■ **Task material**
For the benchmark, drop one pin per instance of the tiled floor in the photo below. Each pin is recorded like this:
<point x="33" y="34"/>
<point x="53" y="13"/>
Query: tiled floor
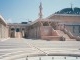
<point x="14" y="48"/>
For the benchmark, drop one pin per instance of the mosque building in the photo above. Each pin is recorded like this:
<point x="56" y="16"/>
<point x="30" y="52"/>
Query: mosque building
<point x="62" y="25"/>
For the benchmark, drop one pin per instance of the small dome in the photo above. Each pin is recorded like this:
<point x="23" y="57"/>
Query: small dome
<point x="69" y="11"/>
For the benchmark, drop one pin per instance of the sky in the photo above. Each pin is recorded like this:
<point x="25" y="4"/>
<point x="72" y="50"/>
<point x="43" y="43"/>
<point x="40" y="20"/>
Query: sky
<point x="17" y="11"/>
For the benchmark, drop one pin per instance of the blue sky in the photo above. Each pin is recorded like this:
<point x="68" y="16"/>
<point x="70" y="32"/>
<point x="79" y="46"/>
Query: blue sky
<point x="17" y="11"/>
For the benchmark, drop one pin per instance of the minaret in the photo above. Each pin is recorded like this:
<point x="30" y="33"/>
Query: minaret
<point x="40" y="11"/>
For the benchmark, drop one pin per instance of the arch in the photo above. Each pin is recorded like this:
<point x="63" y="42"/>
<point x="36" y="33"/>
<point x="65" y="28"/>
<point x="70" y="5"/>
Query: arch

---

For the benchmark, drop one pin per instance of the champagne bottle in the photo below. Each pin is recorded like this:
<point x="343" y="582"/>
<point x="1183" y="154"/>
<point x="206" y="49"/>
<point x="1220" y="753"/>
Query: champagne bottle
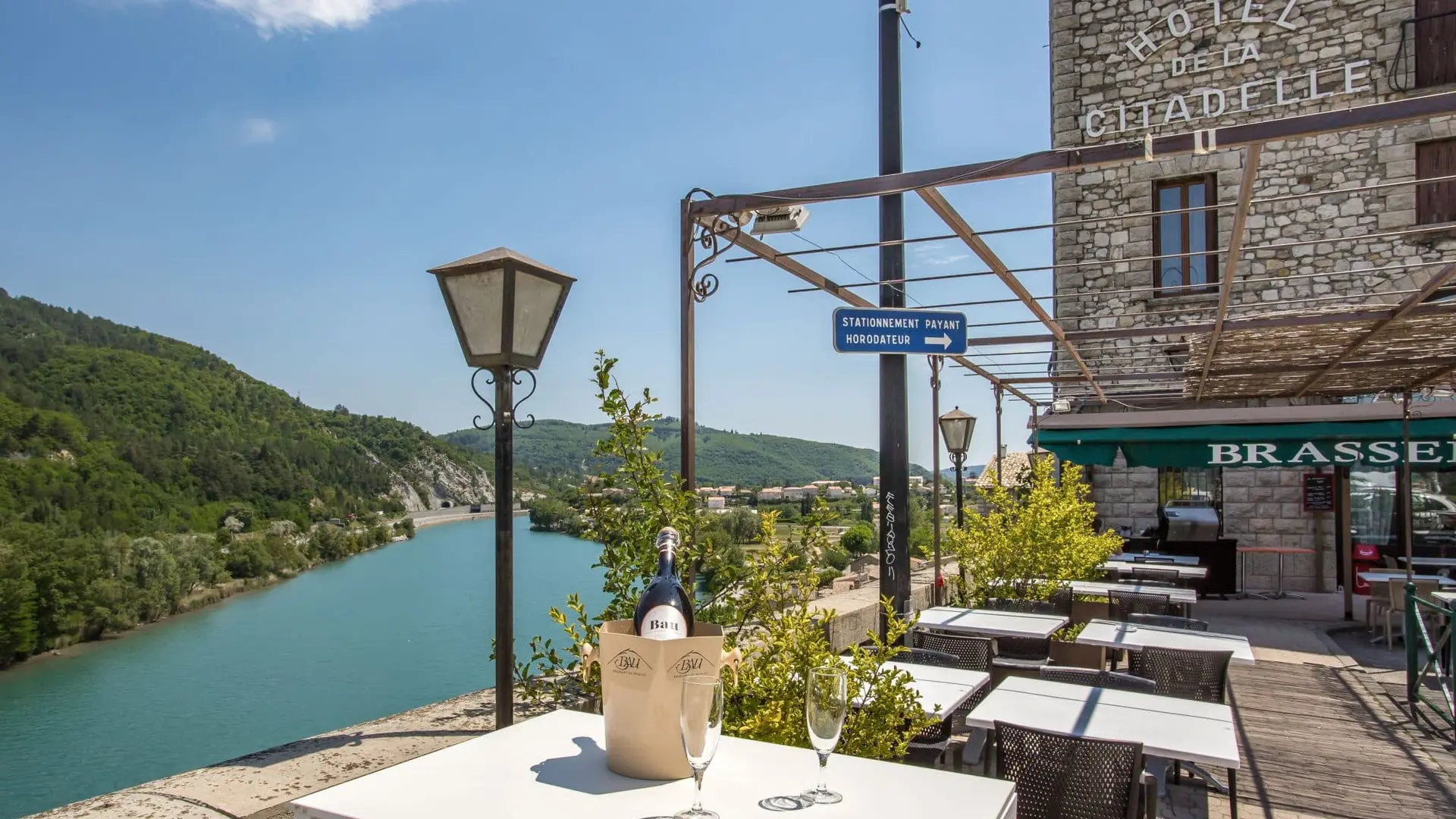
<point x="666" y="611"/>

■ **Goal**
Convert the records into a Markdown table with the columns Row and Line, starting at the line that contains "For the benchmark, drop one pin per instance of the arch" and ending at the line that contains "Query: arch". Number each row, and leave out any blank lines.

■ **Solution to this exercise**
| Row | Line |
|---|---|
| 1 | For the benchmark, drop one pin per instance of the arch in the photo above. Each pin is recorded like this: |
| 2 | <point x="63" y="42"/> |
| 3 | <point x="36" y="33"/> |
| 4 | <point x="65" y="28"/> |
| 5 | <point x="70" y="5"/> |
| 6 | Query: arch |